Convert the lines of every entry below into a numbered list, omitting any blank lines.

** begin DATASET CONTENT **

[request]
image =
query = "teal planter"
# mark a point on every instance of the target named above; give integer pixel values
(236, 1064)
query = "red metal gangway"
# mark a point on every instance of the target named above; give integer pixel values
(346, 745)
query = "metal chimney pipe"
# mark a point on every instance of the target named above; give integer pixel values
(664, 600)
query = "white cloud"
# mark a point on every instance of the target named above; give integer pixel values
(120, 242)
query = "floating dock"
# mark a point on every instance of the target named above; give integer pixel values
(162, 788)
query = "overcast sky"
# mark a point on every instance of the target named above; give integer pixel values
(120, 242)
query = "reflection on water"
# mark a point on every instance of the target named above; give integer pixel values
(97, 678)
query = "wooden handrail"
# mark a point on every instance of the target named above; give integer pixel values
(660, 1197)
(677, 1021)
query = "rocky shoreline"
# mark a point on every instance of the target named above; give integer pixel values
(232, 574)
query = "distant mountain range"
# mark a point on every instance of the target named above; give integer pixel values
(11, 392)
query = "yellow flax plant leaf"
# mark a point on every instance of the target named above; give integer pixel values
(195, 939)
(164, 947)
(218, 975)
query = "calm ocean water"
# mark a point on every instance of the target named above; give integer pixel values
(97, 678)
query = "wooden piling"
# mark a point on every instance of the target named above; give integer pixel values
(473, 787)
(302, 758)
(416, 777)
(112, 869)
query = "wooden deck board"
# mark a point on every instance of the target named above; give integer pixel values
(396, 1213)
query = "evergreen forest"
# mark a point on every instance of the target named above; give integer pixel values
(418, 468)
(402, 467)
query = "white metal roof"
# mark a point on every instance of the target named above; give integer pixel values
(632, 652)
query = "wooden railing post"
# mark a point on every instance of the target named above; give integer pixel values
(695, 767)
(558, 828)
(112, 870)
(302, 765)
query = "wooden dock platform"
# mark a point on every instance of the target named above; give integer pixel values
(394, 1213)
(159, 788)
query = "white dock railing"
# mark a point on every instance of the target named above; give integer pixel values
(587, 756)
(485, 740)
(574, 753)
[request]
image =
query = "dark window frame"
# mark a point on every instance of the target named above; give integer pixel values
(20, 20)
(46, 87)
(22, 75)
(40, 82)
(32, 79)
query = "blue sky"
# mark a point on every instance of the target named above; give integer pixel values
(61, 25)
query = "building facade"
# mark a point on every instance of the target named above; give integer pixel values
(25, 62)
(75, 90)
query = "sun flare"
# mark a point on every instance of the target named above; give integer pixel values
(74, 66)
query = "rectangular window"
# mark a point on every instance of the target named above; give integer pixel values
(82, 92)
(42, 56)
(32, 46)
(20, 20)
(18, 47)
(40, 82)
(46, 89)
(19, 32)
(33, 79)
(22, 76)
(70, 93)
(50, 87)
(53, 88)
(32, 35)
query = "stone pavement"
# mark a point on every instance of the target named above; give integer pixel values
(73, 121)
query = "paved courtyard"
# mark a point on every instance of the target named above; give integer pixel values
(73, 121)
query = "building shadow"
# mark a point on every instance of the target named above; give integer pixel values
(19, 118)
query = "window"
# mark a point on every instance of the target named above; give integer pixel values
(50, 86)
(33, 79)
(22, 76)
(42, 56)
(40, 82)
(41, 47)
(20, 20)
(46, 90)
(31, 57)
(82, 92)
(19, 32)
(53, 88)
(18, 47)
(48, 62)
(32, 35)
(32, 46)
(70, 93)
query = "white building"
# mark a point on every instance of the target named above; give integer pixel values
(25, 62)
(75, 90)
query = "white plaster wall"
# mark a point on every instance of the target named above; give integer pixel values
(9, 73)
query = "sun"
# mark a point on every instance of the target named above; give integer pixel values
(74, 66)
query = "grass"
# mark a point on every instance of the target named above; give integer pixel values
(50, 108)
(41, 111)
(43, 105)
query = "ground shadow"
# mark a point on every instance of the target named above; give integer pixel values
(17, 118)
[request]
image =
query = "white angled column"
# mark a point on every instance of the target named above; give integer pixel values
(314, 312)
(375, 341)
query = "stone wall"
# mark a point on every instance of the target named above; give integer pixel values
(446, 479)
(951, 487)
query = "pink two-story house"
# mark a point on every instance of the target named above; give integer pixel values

** end DATASET CONTENT **

TASK OUTPUT >>
1. [request]
2. image =
3. query = "teal planter"
4. # mark a point on every instance of the target named above; give integer pixel values
5. (236, 1064)
6. query = "red metal gangway"
7. # mark a point on every instance of the target named above; give integer pixel values
8. (346, 745)
9. query = "metal chimney pipe"
10. # mark a point on every instance of the target named above; give integer pixel values
11. (664, 600)
12. query = "white cloud"
13. # mark a point on every instance of the target named above; give integer pixel values
14. (120, 242)
15. query = "floating dock"
16. # mark a point on every instance of the target named above; give integer pixel values
17. (162, 788)
18. query = "overcast sky"
19. # mark a point on every instance of the target named above; give integer pixel values
20. (120, 242)
21. query = "reflection on water"
22. # mark a point on every instance of the target named above; give integer pixel values
23. (97, 678)
24. query = "wooden handrail"
25. # mark a point on every instance of the target named above; give integer pixel values
26. (660, 1197)
27. (677, 1021)
28. query = "rocky shoreline"
29. # mark a point on every instance of the target named above; give integer pixel values
30. (232, 574)
31. query = "distant mountain range"
32. # mark a point on every instance of the target named above; give integer pixel values
33. (11, 392)
34. query = "yellow flax plant leaf"
35. # mark a point on every instance of the target named above; give integer pixel values
36. (195, 939)
37. (164, 947)
38. (218, 975)
39. query = "calm ocean water"
40. # mark a point on every instance of the target named above; give integer pixel values
41. (97, 678)
42. query = "wooden piling"
43. # mark a point on every instance of the target named above; give integer pixel values
44. (473, 787)
45. (302, 758)
46. (416, 777)
47. (112, 869)
48. query = "wooden deck board"
49. # mark a point on every instance of the target named above; give integer pixel values
50. (396, 1213)
51. query = "evergreen forest"
52. # mark a point on every instance of the target named above; give integer pixel values
53. (418, 468)
54. (402, 467)
55. query = "white metal roof"
56. # mark a point on every instance of the target named above; give integer pixel values
57. (632, 652)
58. query = "wooden railing post"
59. # mark a point on every instance of the target named above; give integer pixel values
60. (695, 767)
61. (558, 828)
62. (112, 870)
63. (302, 765)
64. query = "wooden dock platform"
65. # mark a point on every instance of the target named above; give integer pixel values
66. (394, 1213)
67. (159, 788)
68. query = "white dock railing"
69. # mark a point on every instance of the target named above; give integer pixel values
70. (587, 756)
71. (485, 740)
72. (574, 753)
73. [request]
74. image =
75. query = "dark window frame"
76. # mark a point on every instance of the target named above; give integer pixel values
77. (20, 20)
78. (46, 87)
79. (22, 75)
80. (40, 82)
81. (32, 79)
82. query = "blue sky"
83. # mark a point on every instance of the target named above; give integer pixel values
84. (61, 25)
85. query = "building facade"
86. # mark a point on every instance of the target named above; give integer pixel values
87. (25, 62)
88. (75, 90)
89. query = "sun flare"
90. # mark a point on every instance of the target named above; give integer pixel values
91. (74, 66)
92. query = "rectangular window"
93. # mark a point on every instance of the target named above; give integer pixel values
94. (82, 92)
95. (42, 56)
96. (32, 46)
97. (20, 20)
98. (18, 47)
99. (40, 82)
100. (46, 89)
101. (19, 32)
102. (33, 79)
103. (22, 76)
104. (70, 93)
105. (50, 87)
106. (53, 88)
107. (32, 35)
108. query = "stone pavement"
109. # mark a point on every instance of the target named above; give integer pixel values
110. (73, 121)
111. query = "paved courtyard"
112. # mark a point on every instance of the target named above; give integer pixel values
113. (73, 121)
114. query = "building shadow"
115. # mark a point on every instance of the target named above; give integer pixel values
116. (19, 118)
117. query = "window"
118. # mark a point on every instance of the target named above; give integer pixel values
119. (50, 86)
120. (33, 79)
121. (22, 76)
122. (42, 56)
123. (40, 82)
124. (41, 47)
125. (20, 20)
126. (46, 90)
127. (31, 57)
128. (82, 92)
129. (19, 32)
130. (53, 88)
131. (18, 47)
132. (48, 62)
133. (32, 35)
134. (32, 46)
135. (70, 93)
136. query = "white building"
137. # mark a point on every instance of the target named above; give integer pixel values
138. (25, 62)
139. (75, 90)
140. query = "white plaster wall"
141. # mark a point on every instance of the target named above; give integer pixel values
142. (9, 73)
143. query = "sun"
144. # mark a point on every instance of the target named above; give integer pixel values
145. (74, 66)
146. query = "grass"
147. # mark a point on every instance of the target named above; give integer pixel values
148. (50, 108)
149. (41, 111)
150. (43, 105)
151. query = "ground shadow"
152. # mark a point on every instance of the target named above; give integer pixel values
153. (17, 118)
154. [request]
155. image =
156. query = "white angled column"
157. # mark a point on every instance of the target named above; give integer pixel values
158. (314, 312)
159. (375, 341)
160. query = "stone wall"
161. # mark a point on every instance of the target named above; give integer pixel values
162. (446, 479)
163. (951, 487)
164. query = "pink two-story house"
165. # mark a point on every instance of the target named above; give integer pixel values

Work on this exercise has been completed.